AVAILABLE DATA:
---+---
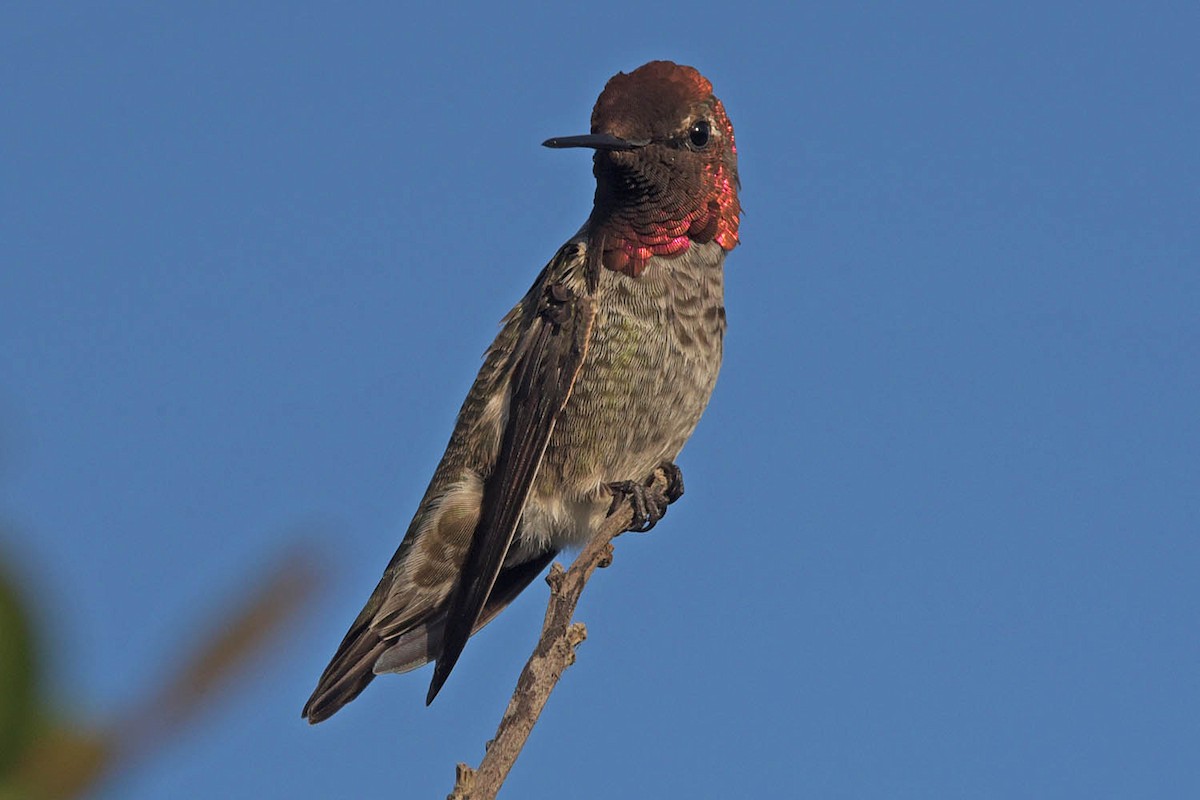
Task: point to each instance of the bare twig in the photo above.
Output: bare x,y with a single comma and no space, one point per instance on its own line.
552,655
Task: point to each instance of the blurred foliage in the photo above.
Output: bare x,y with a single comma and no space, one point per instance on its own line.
47,757
18,685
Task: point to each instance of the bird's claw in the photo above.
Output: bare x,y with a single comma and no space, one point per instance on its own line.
648,500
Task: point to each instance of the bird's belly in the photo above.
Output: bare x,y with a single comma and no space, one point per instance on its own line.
641,391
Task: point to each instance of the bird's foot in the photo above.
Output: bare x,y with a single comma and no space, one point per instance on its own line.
649,498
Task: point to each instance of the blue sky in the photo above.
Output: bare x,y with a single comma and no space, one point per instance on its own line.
940,534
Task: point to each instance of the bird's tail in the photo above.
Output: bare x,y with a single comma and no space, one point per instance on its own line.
347,674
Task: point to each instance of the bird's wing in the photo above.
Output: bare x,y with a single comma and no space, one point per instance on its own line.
547,360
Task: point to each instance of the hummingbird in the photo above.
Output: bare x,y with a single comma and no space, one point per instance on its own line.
597,379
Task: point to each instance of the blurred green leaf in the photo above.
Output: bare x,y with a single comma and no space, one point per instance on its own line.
18,678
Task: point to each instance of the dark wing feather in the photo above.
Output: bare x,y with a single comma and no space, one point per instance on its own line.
550,358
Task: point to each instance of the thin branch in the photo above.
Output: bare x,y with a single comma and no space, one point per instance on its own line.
553,654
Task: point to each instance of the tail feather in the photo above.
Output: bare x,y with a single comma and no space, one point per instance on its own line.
364,654
346,675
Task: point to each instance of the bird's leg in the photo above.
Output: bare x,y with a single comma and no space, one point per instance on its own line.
648,499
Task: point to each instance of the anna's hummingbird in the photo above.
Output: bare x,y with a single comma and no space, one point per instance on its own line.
595,382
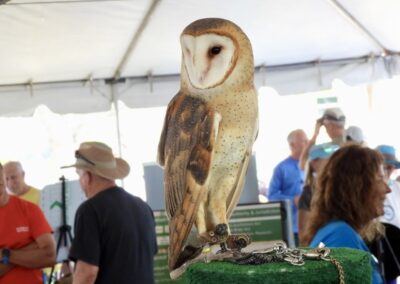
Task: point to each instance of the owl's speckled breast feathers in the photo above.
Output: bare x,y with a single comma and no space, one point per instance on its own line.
208,134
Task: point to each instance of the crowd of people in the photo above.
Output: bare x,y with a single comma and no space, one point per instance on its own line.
342,193
114,231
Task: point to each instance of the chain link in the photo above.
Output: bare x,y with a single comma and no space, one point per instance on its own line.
339,268
280,252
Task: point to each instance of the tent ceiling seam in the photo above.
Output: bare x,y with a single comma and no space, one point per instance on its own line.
343,11
135,39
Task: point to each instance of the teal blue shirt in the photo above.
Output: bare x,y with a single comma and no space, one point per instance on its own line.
341,234
286,183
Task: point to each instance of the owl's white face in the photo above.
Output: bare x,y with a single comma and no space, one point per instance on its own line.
208,59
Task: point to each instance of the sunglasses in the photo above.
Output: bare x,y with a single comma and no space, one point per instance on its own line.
78,155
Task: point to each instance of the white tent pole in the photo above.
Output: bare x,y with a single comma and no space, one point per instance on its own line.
116,110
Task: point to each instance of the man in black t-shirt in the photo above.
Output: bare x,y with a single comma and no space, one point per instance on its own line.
115,240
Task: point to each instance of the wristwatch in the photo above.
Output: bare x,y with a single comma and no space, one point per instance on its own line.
5,256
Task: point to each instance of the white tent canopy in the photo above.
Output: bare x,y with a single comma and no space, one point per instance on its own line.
80,56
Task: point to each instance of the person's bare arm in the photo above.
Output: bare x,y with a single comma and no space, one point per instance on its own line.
85,273
39,254
5,268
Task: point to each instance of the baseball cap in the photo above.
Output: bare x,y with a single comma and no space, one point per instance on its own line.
322,151
334,115
355,133
389,152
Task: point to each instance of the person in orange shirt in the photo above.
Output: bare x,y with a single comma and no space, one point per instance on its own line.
26,241
14,177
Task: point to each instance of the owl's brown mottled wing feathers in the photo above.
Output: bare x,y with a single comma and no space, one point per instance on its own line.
185,150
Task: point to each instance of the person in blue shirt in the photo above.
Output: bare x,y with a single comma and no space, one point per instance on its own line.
350,194
287,179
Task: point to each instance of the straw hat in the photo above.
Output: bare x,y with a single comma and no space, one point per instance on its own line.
98,158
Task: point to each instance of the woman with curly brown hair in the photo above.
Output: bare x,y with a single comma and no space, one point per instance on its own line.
350,193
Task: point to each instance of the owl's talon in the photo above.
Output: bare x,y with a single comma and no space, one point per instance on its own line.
238,241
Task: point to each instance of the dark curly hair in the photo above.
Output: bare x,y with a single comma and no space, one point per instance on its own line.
344,189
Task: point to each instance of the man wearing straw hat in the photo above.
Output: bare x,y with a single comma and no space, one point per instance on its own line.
115,238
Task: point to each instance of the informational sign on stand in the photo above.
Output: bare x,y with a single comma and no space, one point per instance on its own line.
265,223
51,204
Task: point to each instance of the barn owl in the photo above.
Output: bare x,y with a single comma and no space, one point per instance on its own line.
207,138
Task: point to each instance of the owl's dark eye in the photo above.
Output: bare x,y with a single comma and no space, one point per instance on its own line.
214,50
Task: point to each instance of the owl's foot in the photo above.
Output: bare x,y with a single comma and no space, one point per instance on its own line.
237,242
218,236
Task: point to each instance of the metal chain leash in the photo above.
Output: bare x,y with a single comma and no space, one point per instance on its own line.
280,253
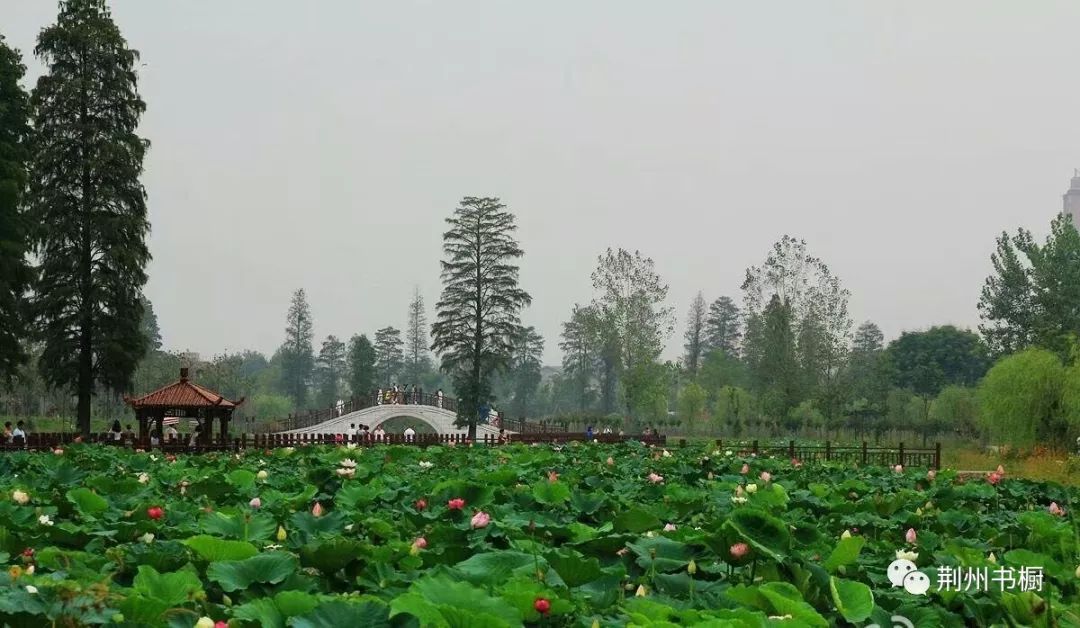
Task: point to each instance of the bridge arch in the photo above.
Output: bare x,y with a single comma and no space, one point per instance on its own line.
440,419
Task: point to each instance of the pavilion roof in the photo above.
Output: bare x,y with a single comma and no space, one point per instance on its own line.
181,393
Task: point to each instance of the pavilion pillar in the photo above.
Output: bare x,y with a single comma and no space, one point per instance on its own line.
225,424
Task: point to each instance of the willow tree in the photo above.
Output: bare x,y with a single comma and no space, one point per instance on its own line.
478,311
14,271
88,205
1020,400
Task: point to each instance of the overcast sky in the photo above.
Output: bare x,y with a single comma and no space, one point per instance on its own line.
321,145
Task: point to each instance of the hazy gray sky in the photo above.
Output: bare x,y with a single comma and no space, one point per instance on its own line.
322,145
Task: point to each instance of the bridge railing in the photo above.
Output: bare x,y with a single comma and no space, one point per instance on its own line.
313,417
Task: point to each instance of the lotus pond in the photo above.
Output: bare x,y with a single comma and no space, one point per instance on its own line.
580,535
---+---
PROBLEM DESCRIPTION:
When a line of the records has the word "blue", pick it out and copy it.

SOLUTION FOR THIS TASK:
Task: point to each instance of the blue sky in the photo above.
Task: point to each instance of the teal blue shirt in the photo above.
Task: point to each instance of the person in blue shirt in the photo above.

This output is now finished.